TEXT PASSAGE ::
####################
Saturday, 13 April 2013


2009, Peter Jackson, 135 mins.

A young girl is murdered and tells her story from the afterlife.

Peter Jackson’s best film since Heavenly Creatures, this is an adaptation of Alice Sebold’s novel which is distinctive for quite sensational visuals from cinematographer Andrew Lesnie and an astonishing performance from Stanley Tucci as the banal but deviant neighbour who murders the fourteen year old narrator of the film, played with immense confidence by young Saoirse Ronan. Tucci captures a sense of evil which is genuinely disturbing and allows Jackson to be relatively discreet in the portrayal of the murder. In fact, the film underplays both the potential for both horror and sentimentality, and the result is something very unusual and distinctive. A slight misstep is Susan Sarandon’s quirky performance as the lush of a grandmother but this is compensated for by the fine, understated work by  Mark Wahlberg and Rachel Weisz as Ronan’s parents trying to cope with grief. 

Sunday, 7 April 2013


1977, James Goldstone, 117 mins.

American amusement parks are stalked by a maniac.
####################
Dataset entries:
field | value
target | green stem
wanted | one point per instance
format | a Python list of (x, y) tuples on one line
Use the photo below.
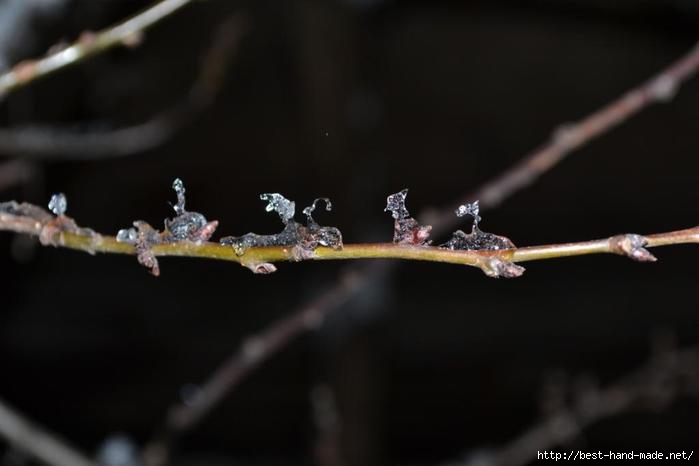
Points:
[(88, 45)]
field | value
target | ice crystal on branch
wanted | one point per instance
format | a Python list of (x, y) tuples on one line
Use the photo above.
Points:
[(281, 205), (477, 239), (471, 209), (58, 204), (406, 230), (303, 238), (185, 226)]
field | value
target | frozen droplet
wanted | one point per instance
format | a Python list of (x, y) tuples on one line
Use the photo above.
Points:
[(187, 226), (471, 209), (127, 235), (118, 450), (58, 204), (279, 204), (395, 203), (406, 230), (178, 186), (308, 211)]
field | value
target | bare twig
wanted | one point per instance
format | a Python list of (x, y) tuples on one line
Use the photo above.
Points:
[(49, 141), (570, 137), (36, 442), (89, 45), (668, 375), (657, 89)]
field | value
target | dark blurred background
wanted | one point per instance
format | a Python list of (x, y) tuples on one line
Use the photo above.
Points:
[(354, 100)]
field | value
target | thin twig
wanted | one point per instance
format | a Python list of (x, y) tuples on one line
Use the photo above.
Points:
[(52, 142), (667, 376), (36, 442), (61, 231), (227, 376), (125, 33)]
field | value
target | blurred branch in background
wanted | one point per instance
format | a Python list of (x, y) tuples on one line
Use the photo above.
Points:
[(18, 25), (127, 33), (669, 375), (37, 443), (51, 142), (660, 88)]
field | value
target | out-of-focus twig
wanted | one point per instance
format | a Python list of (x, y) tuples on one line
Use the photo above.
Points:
[(571, 136), (124, 33), (40, 142), (227, 376), (669, 374), (36, 442)]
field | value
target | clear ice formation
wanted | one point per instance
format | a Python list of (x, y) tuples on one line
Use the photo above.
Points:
[(477, 239), (307, 237), (406, 230), (185, 226), (25, 210), (58, 204)]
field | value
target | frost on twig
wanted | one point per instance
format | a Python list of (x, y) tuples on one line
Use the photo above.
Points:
[(481, 240), (406, 230), (477, 239), (50, 228), (632, 246), (185, 226), (304, 239)]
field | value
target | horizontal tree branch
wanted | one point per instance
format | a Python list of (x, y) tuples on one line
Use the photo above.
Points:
[(125, 33), (61, 231)]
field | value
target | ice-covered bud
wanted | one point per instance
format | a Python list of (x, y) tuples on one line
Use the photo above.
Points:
[(308, 211), (58, 204), (127, 235), (279, 204), (395, 203), (178, 186), (471, 209)]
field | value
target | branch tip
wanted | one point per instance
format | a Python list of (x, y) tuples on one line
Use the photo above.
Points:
[(632, 246)]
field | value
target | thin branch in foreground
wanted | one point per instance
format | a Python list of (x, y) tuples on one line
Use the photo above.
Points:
[(36, 442), (228, 375), (126, 33), (32, 142), (187, 234), (668, 375)]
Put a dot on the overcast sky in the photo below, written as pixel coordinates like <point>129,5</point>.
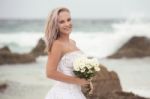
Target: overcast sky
<point>36,9</point>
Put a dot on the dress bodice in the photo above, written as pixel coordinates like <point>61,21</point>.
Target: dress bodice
<point>66,63</point>
<point>63,90</point>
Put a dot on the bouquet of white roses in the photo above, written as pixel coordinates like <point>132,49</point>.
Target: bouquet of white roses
<point>86,68</point>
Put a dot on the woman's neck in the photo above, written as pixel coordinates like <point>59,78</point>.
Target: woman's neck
<point>64,38</point>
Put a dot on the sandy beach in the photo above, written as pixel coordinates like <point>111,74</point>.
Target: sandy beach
<point>28,81</point>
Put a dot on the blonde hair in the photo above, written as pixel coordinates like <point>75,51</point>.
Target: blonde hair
<point>51,28</point>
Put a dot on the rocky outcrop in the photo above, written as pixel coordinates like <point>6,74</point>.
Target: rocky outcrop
<point>7,57</point>
<point>136,47</point>
<point>39,48</point>
<point>107,86</point>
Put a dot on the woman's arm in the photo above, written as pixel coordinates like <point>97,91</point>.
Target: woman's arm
<point>51,68</point>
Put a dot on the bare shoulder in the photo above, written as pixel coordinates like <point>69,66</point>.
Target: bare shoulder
<point>57,47</point>
<point>74,42</point>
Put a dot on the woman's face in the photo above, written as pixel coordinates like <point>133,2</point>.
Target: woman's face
<point>64,22</point>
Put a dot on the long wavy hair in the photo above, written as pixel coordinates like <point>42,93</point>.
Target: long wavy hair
<point>51,27</point>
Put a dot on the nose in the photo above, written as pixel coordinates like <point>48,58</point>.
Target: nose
<point>67,23</point>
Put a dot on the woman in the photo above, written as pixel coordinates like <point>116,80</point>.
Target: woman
<point>62,51</point>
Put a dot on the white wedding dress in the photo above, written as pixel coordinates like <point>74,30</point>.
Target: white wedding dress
<point>62,90</point>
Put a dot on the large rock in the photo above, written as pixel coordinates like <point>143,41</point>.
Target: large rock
<point>39,48</point>
<point>104,82</point>
<point>7,57</point>
<point>135,47</point>
<point>107,86</point>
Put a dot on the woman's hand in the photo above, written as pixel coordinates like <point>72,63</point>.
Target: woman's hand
<point>82,82</point>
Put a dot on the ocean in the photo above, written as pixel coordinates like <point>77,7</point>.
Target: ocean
<point>97,37</point>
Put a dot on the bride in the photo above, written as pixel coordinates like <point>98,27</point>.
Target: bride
<point>62,51</point>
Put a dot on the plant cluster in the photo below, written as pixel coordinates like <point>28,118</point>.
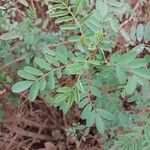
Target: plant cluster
<point>79,52</point>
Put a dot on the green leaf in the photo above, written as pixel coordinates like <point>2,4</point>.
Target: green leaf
<point>131,85</point>
<point>76,95</point>
<point>74,38</point>
<point>33,71</point>
<point>94,62</point>
<point>102,8</point>
<point>95,91</point>
<point>86,111</point>
<point>58,14</point>
<point>142,72</point>
<point>86,18</point>
<point>137,63</point>
<point>74,69</point>
<point>62,54</point>
<point>60,97</point>
<point>34,91</point>
<point>147,32</point>
<point>51,80</point>
<point>133,33</point>
<point>21,86</point>
<point>64,89</point>
<point>42,63</point>
<point>10,36</point>
<point>127,57</point>
<point>100,124</point>
<point>114,24</point>
<point>77,7</point>
<point>121,74</point>
<point>26,75</point>
<point>63,19</point>
<point>42,84</point>
<point>140,32</point>
<point>91,119</point>
<point>68,27</point>
<point>80,86</point>
<point>105,114</point>
<point>125,34</point>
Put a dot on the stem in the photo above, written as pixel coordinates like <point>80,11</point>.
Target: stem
<point>76,21</point>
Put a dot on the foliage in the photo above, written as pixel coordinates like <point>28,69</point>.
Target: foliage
<point>78,51</point>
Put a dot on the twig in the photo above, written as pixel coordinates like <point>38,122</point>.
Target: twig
<point>13,61</point>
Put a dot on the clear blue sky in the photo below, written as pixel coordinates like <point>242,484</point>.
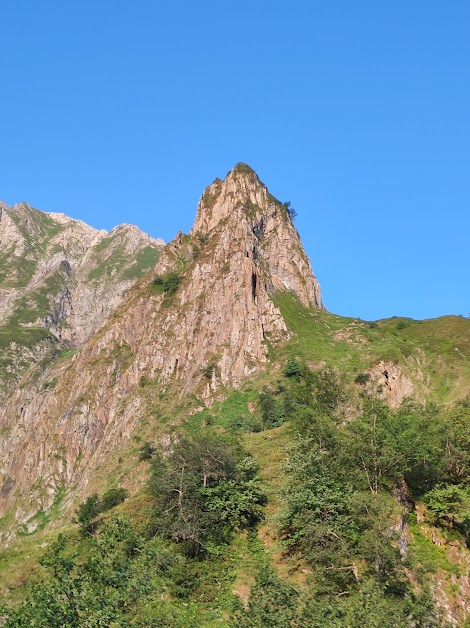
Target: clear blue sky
<point>357,112</point>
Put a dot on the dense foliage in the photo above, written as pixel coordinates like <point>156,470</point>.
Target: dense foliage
<point>205,489</point>
<point>352,484</point>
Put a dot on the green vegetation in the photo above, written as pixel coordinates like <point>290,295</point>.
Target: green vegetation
<point>167,284</point>
<point>88,511</point>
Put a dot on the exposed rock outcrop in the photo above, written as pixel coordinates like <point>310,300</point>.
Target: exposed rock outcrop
<point>209,332</point>
<point>61,275</point>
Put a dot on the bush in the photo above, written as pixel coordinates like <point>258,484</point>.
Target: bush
<point>293,368</point>
<point>362,379</point>
<point>112,498</point>
<point>168,283</point>
<point>205,489</point>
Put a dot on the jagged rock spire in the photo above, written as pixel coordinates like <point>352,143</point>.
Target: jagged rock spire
<point>243,205</point>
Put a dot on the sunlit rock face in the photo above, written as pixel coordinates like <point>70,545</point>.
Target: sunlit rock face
<point>208,333</point>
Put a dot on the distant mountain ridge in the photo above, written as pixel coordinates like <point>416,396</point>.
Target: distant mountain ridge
<point>60,279</point>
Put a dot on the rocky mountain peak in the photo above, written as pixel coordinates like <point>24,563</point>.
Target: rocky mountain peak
<point>260,227</point>
<point>206,331</point>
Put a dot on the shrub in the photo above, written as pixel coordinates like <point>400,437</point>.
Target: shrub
<point>112,498</point>
<point>293,368</point>
<point>168,283</point>
<point>362,378</point>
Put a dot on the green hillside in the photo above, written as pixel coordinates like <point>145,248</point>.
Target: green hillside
<point>302,499</point>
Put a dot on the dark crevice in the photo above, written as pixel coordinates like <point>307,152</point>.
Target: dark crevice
<point>253,285</point>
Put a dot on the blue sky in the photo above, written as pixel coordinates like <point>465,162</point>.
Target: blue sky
<point>356,112</point>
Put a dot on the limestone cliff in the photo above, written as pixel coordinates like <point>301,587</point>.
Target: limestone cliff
<point>60,276</point>
<point>208,331</point>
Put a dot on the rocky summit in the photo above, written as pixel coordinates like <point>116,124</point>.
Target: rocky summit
<point>79,381</point>
<point>208,438</point>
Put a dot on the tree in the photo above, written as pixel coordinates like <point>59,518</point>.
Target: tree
<point>203,490</point>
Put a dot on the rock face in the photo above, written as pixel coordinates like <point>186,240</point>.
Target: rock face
<point>60,275</point>
<point>204,325</point>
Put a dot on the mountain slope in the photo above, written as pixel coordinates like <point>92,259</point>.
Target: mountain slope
<point>229,331</point>
<point>60,275</point>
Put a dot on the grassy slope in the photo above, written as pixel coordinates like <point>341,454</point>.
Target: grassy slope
<point>439,347</point>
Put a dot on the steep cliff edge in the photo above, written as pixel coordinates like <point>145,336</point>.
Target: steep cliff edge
<point>210,330</point>
<point>59,281</point>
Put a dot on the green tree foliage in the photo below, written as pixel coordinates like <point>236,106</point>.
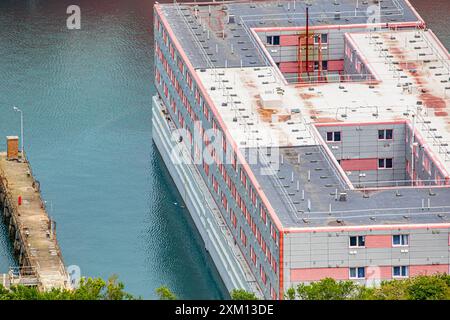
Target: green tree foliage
<point>434,287</point>
<point>329,289</point>
<point>240,294</point>
<point>89,289</point>
<point>164,293</point>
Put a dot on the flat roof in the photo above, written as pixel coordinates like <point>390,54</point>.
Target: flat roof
<point>411,68</point>
<point>205,34</point>
<point>314,204</point>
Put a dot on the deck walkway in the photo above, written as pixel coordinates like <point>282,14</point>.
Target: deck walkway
<point>30,227</point>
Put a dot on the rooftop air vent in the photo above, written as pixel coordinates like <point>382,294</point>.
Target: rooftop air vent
<point>343,196</point>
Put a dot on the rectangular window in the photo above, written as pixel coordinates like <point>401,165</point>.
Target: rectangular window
<point>357,241</point>
<point>357,273</point>
<point>387,134</point>
<point>400,271</point>
<point>273,40</point>
<point>385,163</point>
<point>334,136</point>
<point>400,240</point>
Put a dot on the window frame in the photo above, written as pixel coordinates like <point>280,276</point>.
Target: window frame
<point>356,269</point>
<point>358,245</point>
<point>384,165</point>
<point>401,269</point>
<point>401,238</point>
<point>385,134</point>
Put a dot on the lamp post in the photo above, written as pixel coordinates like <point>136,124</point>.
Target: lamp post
<point>21,129</point>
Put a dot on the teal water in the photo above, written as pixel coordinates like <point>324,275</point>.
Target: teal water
<point>86,98</point>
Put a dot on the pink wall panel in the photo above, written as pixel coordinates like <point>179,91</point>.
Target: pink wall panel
<point>288,40</point>
<point>379,273</point>
<point>378,241</point>
<point>288,67</point>
<point>315,274</point>
<point>336,65</point>
<point>427,270</point>
<point>359,164</point>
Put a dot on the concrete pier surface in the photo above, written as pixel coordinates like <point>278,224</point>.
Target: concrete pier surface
<point>30,228</point>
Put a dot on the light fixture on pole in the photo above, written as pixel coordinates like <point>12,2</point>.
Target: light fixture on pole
<point>21,129</point>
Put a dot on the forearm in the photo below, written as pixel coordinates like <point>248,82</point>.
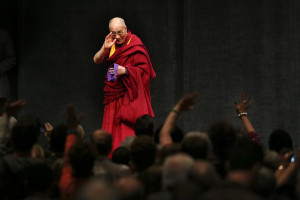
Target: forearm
<point>99,56</point>
<point>247,124</point>
<point>165,133</point>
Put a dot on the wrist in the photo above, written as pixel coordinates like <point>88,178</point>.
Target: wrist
<point>241,114</point>
<point>175,110</point>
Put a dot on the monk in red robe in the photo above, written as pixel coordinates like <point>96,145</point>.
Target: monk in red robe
<point>127,89</point>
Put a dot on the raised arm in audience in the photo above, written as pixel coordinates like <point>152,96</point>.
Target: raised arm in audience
<point>186,103</point>
<point>241,108</point>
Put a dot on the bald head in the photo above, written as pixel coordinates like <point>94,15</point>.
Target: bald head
<point>102,141</point>
<point>118,29</point>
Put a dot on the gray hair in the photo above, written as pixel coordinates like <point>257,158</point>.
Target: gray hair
<point>176,169</point>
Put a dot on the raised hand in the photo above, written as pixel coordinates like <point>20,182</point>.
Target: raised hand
<point>121,70</point>
<point>243,104</point>
<point>109,41</point>
<point>49,129</point>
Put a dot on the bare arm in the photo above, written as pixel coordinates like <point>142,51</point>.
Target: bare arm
<point>186,103</point>
<point>241,108</point>
<point>108,43</point>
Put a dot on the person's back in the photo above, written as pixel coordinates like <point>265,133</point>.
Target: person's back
<point>244,161</point>
<point>103,167</point>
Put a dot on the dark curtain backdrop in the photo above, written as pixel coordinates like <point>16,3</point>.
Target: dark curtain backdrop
<point>216,48</point>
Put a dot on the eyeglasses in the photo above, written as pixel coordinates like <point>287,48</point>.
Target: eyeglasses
<point>117,33</point>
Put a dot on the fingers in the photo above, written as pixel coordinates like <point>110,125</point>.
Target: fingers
<point>108,36</point>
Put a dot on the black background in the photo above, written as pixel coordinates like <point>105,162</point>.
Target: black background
<point>216,48</point>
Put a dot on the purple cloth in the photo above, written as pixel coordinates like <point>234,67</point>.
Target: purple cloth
<point>113,77</point>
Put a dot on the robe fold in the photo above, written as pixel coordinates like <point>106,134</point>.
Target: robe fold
<point>128,97</point>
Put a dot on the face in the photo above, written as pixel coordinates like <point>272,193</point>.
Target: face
<point>119,32</point>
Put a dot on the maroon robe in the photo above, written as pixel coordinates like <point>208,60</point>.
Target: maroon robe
<point>128,97</point>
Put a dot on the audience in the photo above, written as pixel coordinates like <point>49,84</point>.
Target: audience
<point>104,168</point>
<point>165,164</point>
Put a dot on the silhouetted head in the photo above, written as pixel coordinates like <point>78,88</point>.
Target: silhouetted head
<point>144,125</point>
<point>280,141</point>
<point>102,141</point>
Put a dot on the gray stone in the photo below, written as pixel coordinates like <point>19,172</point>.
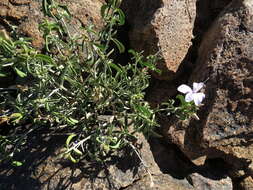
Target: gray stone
<point>161,25</point>
<point>225,58</point>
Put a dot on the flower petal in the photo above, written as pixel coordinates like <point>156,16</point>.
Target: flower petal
<point>184,89</point>
<point>189,97</point>
<point>197,86</point>
<point>198,98</point>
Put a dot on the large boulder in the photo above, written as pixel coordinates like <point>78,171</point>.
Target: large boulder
<point>225,58</point>
<point>164,26</point>
<point>28,14</point>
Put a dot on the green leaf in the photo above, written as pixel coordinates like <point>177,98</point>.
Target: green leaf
<point>77,151</point>
<point>45,58</point>
<point>119,45</point>
<point>20,73</point>
<point>116,146</point>
<point>17,163</point>
<point>71,158</point>
<point>72,121</point>
<point>70,137</point>
<point>2,75</point>
<point>121,18</point>
<point>116,67</point>
<point>181,98</point>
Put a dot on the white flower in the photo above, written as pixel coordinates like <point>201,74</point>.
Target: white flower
<point>192,94</point>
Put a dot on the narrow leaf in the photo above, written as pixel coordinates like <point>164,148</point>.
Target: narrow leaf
<point>20,73</point>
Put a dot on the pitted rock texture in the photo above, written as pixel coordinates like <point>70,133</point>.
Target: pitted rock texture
<point>202,183</point>
<point>164,25</point>
<point>28,14</point>
<point>226,60</point>
<point>43,168</point>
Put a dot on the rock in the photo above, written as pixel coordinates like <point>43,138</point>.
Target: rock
<point>161,25</point>
<point>226,59</point>
<point>161,182</point>
<point>27,15</point>
<point>200,182</point>
<point>43,169</point>
<point>246,184</point>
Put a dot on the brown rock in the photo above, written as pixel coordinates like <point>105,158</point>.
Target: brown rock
<point>161,25</point>
<point>27,14</point>
<point>161,182</point>
<point>246,184</point>
<point>226,124</point>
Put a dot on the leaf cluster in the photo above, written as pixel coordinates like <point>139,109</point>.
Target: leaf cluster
<point>74,86</point>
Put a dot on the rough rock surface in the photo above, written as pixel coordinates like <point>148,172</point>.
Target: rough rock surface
<point>226,59</point>
<point>43,168</point>
<point>161,25</point>
<point>27,14</point>
<point>161,182</point>
<point>202,183</point>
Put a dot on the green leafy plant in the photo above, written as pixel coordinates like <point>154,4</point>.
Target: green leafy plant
<point>74,87</point>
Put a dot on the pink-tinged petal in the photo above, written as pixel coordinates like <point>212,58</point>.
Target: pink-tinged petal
<point>184,89</point>
<point>189,97</point>
<point>198,98</point>
<point>197,86</point>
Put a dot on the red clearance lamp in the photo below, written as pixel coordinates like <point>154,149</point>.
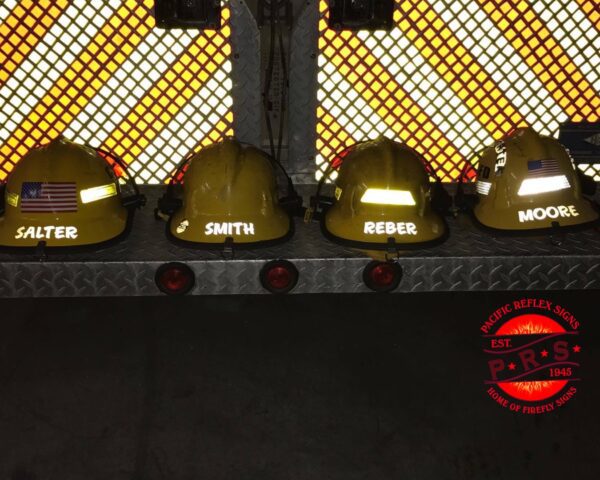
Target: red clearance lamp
<point>279,276</point>
<point>382,276</point>
<point>174,278</point>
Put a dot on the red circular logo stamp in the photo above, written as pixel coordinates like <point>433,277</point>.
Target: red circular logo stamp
<point>532,348</point>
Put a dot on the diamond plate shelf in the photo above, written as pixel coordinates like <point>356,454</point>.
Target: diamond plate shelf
<point>470,260</point>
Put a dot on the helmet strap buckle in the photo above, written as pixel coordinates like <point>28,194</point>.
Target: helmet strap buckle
<point>40,251</point>
<point>557,237</point>
<point>228,252</point>
<point>391,250</point>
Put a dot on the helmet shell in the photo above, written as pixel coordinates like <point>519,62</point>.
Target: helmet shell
<point>67,163</point>
<point>230,190</point>
<point>382,164</point>
<point>505,204</point>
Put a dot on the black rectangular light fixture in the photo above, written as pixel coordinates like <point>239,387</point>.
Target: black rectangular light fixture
<point>361,14</point>
<point>198,14</point>
<point>582,139</point>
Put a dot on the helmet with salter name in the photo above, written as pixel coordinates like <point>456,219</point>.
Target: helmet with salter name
<point>383,198</point>
<point>67,195</point>
<point>225,193</point>
<point>528,182</point>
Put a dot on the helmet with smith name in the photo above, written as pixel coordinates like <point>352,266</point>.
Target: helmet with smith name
<point>528,182</point>
<point>229,194</point>
<point>383,199</point>
<point>67,195</point>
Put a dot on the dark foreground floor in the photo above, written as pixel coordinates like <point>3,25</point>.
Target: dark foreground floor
<point>297,387</point>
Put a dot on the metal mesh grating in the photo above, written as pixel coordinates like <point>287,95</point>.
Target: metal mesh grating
<point>455,75</point>
<point>100,73</point>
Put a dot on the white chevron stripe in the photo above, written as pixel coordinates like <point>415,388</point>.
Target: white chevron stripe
<point>186,129</point>
<point>6,7</point>
<point>60,46</point>
<point>130,82</point>
<point>502,62</point>
<point>429,90</point>
<point>575,34</point>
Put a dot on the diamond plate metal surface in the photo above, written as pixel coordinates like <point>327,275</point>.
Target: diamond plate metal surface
<point>469,260</point>
<point>245,73</point>
<point>303,97</point>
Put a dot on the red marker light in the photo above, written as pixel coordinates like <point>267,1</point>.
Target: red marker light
<point>382,276</point>
<point>174,278</point>
<point>279,276</point>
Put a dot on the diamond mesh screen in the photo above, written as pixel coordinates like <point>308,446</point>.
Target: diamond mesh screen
<point>455,75</point>
<point>100,73</point>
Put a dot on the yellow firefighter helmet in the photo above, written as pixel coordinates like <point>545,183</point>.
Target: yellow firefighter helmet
<point>528,182</point>
<point>67,195</point>
<point>229,195</point>
<point>383,199</point>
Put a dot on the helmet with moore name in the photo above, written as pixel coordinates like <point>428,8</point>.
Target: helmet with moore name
<point>67,195</point>
<point>528,182</point>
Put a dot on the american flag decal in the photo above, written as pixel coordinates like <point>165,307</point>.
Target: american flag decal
<point>52,197</point>
<point>543,168</point>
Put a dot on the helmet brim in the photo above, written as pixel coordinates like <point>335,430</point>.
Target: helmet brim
<point>90,234</point>
<point>269,235</point>
<point>386,241</point>
<point>507,219</point>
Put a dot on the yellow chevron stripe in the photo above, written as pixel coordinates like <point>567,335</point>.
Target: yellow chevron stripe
<point>221,129</point>
<point>395,107</point>
<point>83,79</point>
<point>465,76</point>
<point>170,93</point>
<point>592,9</point>
<point>546,58</point>
<point>23,29</point>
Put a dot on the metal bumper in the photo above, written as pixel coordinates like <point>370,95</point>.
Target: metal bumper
<point>470,260</point>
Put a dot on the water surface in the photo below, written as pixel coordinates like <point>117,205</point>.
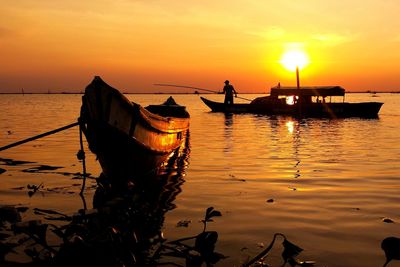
####################
REQUIRED ACTION 1 :: Retype the passage of the film reviews starting with "Peter Jackson’s best" and going on through "cope with grief.".
REQUIRED ACTION 2 :: In the film reviews, who is named as the cinematographer of the 2009 Peter Jackson film?
REQUIRED ACTION 3 :: Proceed with the film reviews from the point where they stop.
This material was taken from a separate source.

EXPECTED OUTPUT 1 ::
Peter Jackson’s best film since Heavenly Creatures, this is an adaptation of Alice Sebold’s novel which is distinctive for quite sensational visuals from cinematographer Andrew Lesnie and an astonishing performance from Stanley Tucci as the banal but deviant neighbour who murders the fourteen year old narrator of the film, played with immense confidence by young Saoirse Ronan. Tucci captures a sense of evil which is genuinely disturbing and allows Jackson to be relatively discreet in the portrayal of the murder. In fact, the film underplays both the potential for both horror and sentimentality, and the result is something very unusual and distinctive. A slight misstep is Susan Sarandon’s quirky performance as the lush of a grandmother but this is compensated for by the fine, understated work by  Mark Wahlberg and Rachel Weisz as Ronan’s parents trying to cope with grief.

EXPECTED OUTPUT 2 :: Andrew Lesnie

EXPECTED OUTPUT 3 ::
Connoisseurs of the art of screen acting sometime have to look in the most unusual places – Rollercoaster for example. It’s a ho-hum suspense movie which is never anything other than predictable and is shot in a flat TV movie style which makes it visually indistinguishable from the average cop show of the 1970s. The supporting performances by the likes of Richard Widmark and Henry Fonda are strictly for the money and Timothy Bottoms is peculiarly mannered as the bad guy who likes to blow up fairground rides. But it’s worth it all for George Segal’s quite sensational performance in the lead. It’s not a great part and the dialogue is generally mediocre but he adds grace notes and gives the character so much wit and style that he stands out as a credible, complicated person in the midst of banality. 

Tuesday, 2 April 2013


2013, Danny Boyle, 101 mins.

An auctioneer becomes involved with an art robbery. 

The problem with Trance is that it twists about so much that it eventually coils its way up its own rectum. It’s a clever enough film which uses hypnosis with a lot more intelligence than you might expect, although it does depend on the idea that the central character, played by James McAvoy whose performance which is unfortunately reminiscent of Ewan McGregor at his most unappealing, is the most suggestible hypnotic subject in the history of the discipline. The plot, in which he gets involved with sexy therapist Rosario Dawson at the behest of gangster Vincent Cassel, hangs together  well until the last half hour when a string of daft revelations pile up and characters behave in ways which are wildly contrary to the way they have been developed. Danny Boyle’s stylish direction just about keeps it watchable. 

Friday, 22 March 2013


1971, Michael Tuchner, 94 mins. 

A mother-fixated gangster is involved in a disastrous robbery.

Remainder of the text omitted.